* RECORDS FOR THE TASK:
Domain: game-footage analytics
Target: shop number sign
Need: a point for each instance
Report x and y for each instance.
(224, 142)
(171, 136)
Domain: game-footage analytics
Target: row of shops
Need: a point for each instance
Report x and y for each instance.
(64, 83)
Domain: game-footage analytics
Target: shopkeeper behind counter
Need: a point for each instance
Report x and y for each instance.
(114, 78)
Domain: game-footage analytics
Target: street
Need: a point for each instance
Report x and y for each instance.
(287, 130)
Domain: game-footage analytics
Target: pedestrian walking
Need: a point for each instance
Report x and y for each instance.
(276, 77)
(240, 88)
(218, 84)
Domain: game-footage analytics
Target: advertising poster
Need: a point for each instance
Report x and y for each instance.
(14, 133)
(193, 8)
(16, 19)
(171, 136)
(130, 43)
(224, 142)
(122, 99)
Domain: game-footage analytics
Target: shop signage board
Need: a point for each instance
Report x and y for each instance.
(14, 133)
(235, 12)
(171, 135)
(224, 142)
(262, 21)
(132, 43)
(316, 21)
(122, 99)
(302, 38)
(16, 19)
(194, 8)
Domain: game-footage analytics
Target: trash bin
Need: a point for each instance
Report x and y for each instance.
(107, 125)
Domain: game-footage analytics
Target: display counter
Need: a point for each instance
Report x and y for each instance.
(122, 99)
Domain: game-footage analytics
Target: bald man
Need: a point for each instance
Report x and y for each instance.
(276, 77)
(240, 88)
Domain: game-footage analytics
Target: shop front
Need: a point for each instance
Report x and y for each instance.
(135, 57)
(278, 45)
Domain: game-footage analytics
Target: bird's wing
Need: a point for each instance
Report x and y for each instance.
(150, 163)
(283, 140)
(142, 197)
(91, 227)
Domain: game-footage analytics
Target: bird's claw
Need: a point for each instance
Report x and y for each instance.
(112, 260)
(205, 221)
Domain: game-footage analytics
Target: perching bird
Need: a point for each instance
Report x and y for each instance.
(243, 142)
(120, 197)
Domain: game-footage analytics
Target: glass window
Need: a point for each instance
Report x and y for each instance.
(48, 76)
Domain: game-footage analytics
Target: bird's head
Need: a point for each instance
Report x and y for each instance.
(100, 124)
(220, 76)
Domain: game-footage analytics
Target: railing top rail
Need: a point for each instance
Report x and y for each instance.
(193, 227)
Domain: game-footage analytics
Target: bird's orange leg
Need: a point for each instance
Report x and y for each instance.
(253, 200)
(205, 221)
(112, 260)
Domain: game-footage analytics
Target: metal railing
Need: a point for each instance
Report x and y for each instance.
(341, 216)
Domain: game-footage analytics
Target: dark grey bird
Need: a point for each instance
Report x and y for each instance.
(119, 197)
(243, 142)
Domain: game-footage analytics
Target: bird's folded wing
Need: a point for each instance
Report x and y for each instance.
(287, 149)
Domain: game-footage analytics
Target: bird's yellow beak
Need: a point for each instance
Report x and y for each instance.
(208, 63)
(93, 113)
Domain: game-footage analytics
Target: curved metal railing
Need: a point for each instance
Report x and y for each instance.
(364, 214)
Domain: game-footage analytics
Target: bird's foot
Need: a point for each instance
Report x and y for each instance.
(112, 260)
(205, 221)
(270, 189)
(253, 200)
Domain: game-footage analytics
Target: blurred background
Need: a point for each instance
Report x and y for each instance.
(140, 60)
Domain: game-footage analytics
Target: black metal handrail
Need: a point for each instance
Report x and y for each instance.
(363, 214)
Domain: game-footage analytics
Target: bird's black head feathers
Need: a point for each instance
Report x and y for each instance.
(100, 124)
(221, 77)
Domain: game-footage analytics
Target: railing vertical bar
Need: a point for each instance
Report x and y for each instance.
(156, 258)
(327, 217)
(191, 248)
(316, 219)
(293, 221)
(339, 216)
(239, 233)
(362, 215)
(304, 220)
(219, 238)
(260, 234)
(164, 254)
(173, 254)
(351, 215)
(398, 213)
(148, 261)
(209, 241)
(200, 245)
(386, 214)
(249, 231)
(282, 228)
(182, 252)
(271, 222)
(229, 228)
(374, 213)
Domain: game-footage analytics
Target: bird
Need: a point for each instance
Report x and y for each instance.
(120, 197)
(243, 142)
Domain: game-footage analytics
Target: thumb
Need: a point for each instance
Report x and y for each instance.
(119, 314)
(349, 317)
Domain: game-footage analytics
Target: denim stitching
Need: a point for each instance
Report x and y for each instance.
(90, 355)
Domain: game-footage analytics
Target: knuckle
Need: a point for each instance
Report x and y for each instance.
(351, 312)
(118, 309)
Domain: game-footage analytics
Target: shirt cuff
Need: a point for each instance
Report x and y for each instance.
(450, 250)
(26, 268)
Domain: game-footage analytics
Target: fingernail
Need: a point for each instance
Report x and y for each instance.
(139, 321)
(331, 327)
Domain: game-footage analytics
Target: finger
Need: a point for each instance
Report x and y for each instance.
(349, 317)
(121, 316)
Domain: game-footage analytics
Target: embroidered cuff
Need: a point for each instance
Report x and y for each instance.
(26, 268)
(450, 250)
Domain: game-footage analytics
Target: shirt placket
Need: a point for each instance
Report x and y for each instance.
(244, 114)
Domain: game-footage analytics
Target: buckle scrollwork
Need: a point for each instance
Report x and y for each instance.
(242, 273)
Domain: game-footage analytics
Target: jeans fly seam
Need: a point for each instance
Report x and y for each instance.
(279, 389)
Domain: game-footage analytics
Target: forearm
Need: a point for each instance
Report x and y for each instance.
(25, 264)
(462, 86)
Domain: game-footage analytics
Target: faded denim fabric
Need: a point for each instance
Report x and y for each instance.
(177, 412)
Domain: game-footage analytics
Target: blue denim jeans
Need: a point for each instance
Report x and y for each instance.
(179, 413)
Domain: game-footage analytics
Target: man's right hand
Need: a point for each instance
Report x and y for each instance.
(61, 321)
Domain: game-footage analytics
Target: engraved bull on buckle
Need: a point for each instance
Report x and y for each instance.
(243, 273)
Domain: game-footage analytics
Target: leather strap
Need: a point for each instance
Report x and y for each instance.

* EXERCISE INSTRUCTIONS: Return every record, word for word.

* PROBLEM SOLUTION:
Domain: game-footage analytics
Target: shop number sign
Need: a point for each instance
Report x and y for each instance.
(224, 142)
(171, 136)
Domain: game-footage analytics
Target: row of shops
Need: a point for each instance
Report x and y for each instance.
(64, 83)
Domain: game-footage analytics
Target: shopkeeper behind counter
Need: a point for each instance
Report x and y for each instance.
(114, 78)
Domain: game-footage analytics
Target: street
Need: a point for each instance
Report x and y for each instance.
(287, 130)
Domain: game-footage analytics
Target: pedestrian walking
Need: a point for each instance
Report x and y for each instance.
(276, 77)
(240, 88)
(218, 84)
Domain: game-footage analytics
Target: advertising poster
Need: a point for each instance
Report x and y for each instance.
(14, 133)
(193, 8)
(16, 19)
(171, 136)
(130, 43)
(224, 142)
(122, 99)
Domain: game-footage analytics
Target: shop signage board
Need: a point for each instance
Report x and y for each instance.
(14, 133)
(235, 12)
(171, 135)
(224, 142)
(262, 21)
(132, 43)
(316, 21)
(122, 99)
(302, 38)
(16, 19)
(194, 8)
Domain: game-footage analytics
Target: trash bin
Need: a point for each instance
Report x and y for each instance.
(107, 125)
Domain: game-footage analytics
Target: display counter
Need: a point for each instance
Report x and y for each instance.
(122, 99)
Domain: game-footage analytics
Target: bald man
Need: a point for each instance
Report x and y for each instance.
(276, 77)
(240, 88)
Domain: game-footage analytics
Target: shop front
Need: a point for each instance
Report x and y for each instance.
(135, 57)
(278, 45)
Domain: game-footage analytics
Target: bird's wing
Need: a point for each instance
Report x and y for each instance.
(150, 163)
(283, 140)
(142, 197)
(91, 227)
Domain: game-footage analytics
Target: bird's claw
Need: a point for each instance
Report x and y for each instance.
(112, 260)
(205, 221)
Domain: game-footage analytics
Target: perching bird
Need: a point for each instance
Report x and y for each instance.
(243, 142)
(120, 197)
Domain: game-footage analytics
Target: glass window
Need: a point for each instance
Report x and y for each instance.
(48, 76)
Domain: game-footage analytics
Target: bird's head
Need: a point for each instance
Report x and y for each instance.
(100, 124)
(220, 76)
Domain: game-footage analytics
Target: railing top rail
Need: a point for each instance
Report x and y for each instance.
(193, 227)
Domain: game-footage analytics
Target: bird's orange leg
Need: a point for each instance
Report x and y for each instance.
(253, 200)
(205, 221)
(112, 260)
Domain: game-footage analytics
Target: metal railing
Need: a point for each instance
Report x and y for each instance.
(341, 216)
Domain: game-footage analytics
Target: dark grey bird
Need: a point for each instance
Report x and y for each instance.
(119, 197)
(243, 142)
Domain: game-footage analytics
Target: bird's folded wing
Need: a point for each instance
Report x and y for each instance.
(287, 149)
Domain: game-footage analytics
Target: bird's yellow beak
Need: a point for each instance
Report x and y for each instance.
(208, 63)
(93, 113)
Domain: game-footage analytics
Target: curved metal railing
Need: a point for each instance
Report x and y for each instance.
(364, 214)
Domain: game-footage analytics
Target: bird's foot
Need: a point for each instance
Report x and y for each instance.
(112, 260)
(205, 221)
(270, 189)
(253, 200)
Domain: game-footage analytics
Target: blurred background
Need: a point for each instance
Report x and y for each instance.
(140, 60)
Domain: game-footage analytics
Target: black metal handrail
Need: a point for each instance
Report x and y for each instance.
(363, 214)
Domain: game-footage analytics
Target: bird's black head feathers
Need: a point for each instance
Report x and y for each instance.
(100, 124)
(221, 77)
Domain: game-footage analytics
Target: railing vertical bar
Need: a point for each instance
Report x and y for each instance.
(156, 258)
(327, 217)
(191, 248)
(316, 219)
(293, 221)
(339, 216)
(239, 233)
(362, 215)
(304, 220)
(219, 238)
(260, 234)
(164, 254)
(173, 254)
(351, 215)
(398, 213)
(148, 261)
(209, 241)
(200, 245)
(386, 214)
(249, 231)
(282, 228)
(182, 252)
(271, 222)
(229, 228)
(374, 213)
Domain: game-footage analytics
Target: bird
Need: a point for each instance
Report x and y for each instance.
(120, 197)
(243, 142)
Domain: game-footage analytics
Target: thumb
Need: a point for each instance
Report x and y for each instance.
(119, 314)
(349, 317)
Domain: game-footage analytics
Target: denim stitching
Need: a point for each instance
Report x and y for each instance.
(90, 355)
Domain: game-footage analytics
Target: knuckle
Need: a point for each instance
Report x and y for each instance.
(351, 312)
(118, 309)
Domain: game-footage analytics
Target: shirt cuff
Need: a point for each instance
Report x and y for each instance.
(450, 250)
(26, 268)
Domain: game-footage analytics
Target: fingernail
Need: a point for each instance
Report x and y for each instance.
(139, 321)
(331, 327)
Domain: game-footage analytics
Target: finger
Need: a point for each instance
Report x and y for each instance.
(349, 317)
(121, 316)
Domain: game-footage analytics
Target: embroidered cuff
Need: a point for each instance
Report x and y for each instance.
(26, 268)
(450, 250)
Domain: game-footage analytics
Target: shirt placket
Need: a point for each instance
Report x and y for each instance.
(244, 114)
Domain: game-footage analytics
Target: buckle scrollwork
Need: a point for each instance
Report x and y for each instance.
(242, 273)
Domain: game-footage analytics
Target: jeans fly seam
Need: a point for each instance
Report x and y for each instance.
(279, 389)
Domain: game-footage analytics
Target: forearm
Need: a point for each instance
Report x and y for each instance.
(25, 264)
(462, 86)
Domain: game-footage analytics
Target: faded denim fabric
Need: a point for each instance
Report x and y for each instance.
(177, 412)
Domain: game-footage analytics
Target: blue denim jeans
Need: a point for each instance
Report x and y for each instance.
(179, 413)
Domain: game-footage analytics
Target: man's right hand
Need: a point for each instance
Report x and y for each instance.
(61, 321)
Domain: game-footage analytics
Target: engraved bull on buckle
Need: a point for each instance
Report x and y for each instance.
(243, 273)
Domain: game-footage analytics
Target: leather strap
Need: a point for each instance
Report x and y for each instance.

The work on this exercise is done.